WHAT TO DO
Copy out the records below, replacing every "picture" with "image" and leaving all other text unchanged.

LISTED ENTRIES

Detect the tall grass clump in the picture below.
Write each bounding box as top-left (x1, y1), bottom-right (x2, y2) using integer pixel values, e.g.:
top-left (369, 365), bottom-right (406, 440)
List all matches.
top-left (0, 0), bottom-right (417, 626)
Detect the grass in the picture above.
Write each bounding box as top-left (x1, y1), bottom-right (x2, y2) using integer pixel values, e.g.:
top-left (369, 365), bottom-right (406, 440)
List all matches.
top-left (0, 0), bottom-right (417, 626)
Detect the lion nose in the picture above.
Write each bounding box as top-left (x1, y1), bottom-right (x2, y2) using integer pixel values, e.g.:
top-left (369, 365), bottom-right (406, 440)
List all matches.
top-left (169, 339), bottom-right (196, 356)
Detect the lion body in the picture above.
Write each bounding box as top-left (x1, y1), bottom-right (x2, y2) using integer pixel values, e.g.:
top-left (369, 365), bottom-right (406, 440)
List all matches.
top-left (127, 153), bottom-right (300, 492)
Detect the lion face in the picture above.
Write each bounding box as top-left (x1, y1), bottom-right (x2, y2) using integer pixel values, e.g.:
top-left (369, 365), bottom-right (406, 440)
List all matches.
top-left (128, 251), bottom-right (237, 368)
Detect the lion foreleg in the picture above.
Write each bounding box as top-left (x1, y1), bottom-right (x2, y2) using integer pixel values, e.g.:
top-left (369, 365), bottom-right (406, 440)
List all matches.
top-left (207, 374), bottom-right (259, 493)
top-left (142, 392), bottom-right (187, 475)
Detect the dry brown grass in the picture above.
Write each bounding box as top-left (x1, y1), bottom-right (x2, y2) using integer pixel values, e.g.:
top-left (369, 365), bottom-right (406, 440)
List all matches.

RESULT FOR THIS EXERCISE
Detect the tall grass clump in the image below.
Write each bounding box as top-left (x1, y1), bottom-right (x2, y2) using integer pixel values, e.g.:
top-left (369, 365), bottom-right (406, 440)
List all matches.
top-left (0, 0), bottom-right (417, 626)
Detect the grass in the image above.
Write each bounding box as top-left (x1, y1), bottom-right (x2, y2) using integer pixel values, e.g.:
top-left (369, 365), bottom-right (406, 440)
List all matches.
top-left (0, 0), bottom-right (417, 626)
Detect the lion nose in the image above.
Write each bounding box as top-left (x1, y1), bottom-right (x2, y2) using integer pixel values, e.g.:
top-left (369, 365), bottom-right (406, 440)
List all matches.
top-left (169, 339), bottom-right (196, 356)
Detect the lion body in the image above.
Write each bounding box as top-left (x1, y1), bottom-right (x2, y2) using integer pixel values, e.g.:
top-left (369, 365), bottom-right (406, 440)
List all matches.
top-left (127, 153), bottom-right (300, 492)
Detect the lion face in the image above.
Write each bounding box as top-left (x1, y1), bottom-right (x2, y2) using integer pixel values, e.g.:
top-left (369, 365), bottom-right (406, 440)
List all matches.
top-left (128, 251), bottom-right (237, 368)
Detect the lion foreleg in the image above.
Write each bounding box as top-left (x1, y1), bottom-right (x2, y2) using integer pixel values, e.g.:
top-left (369, 365), bottom-right (406, 440)
List all matches.
top-left (207, 374), bottom-right (259, 493)
top-left (142, 392), bottom-right (187, 475)
Detect the dry brown grass in the image above.
Write each bounding box as top-left (x1, y1), bottom-right (x2, y2) using integer pixel values, e.g.:
top-left (369, 365), bottom-right (406, 440)
List all matches.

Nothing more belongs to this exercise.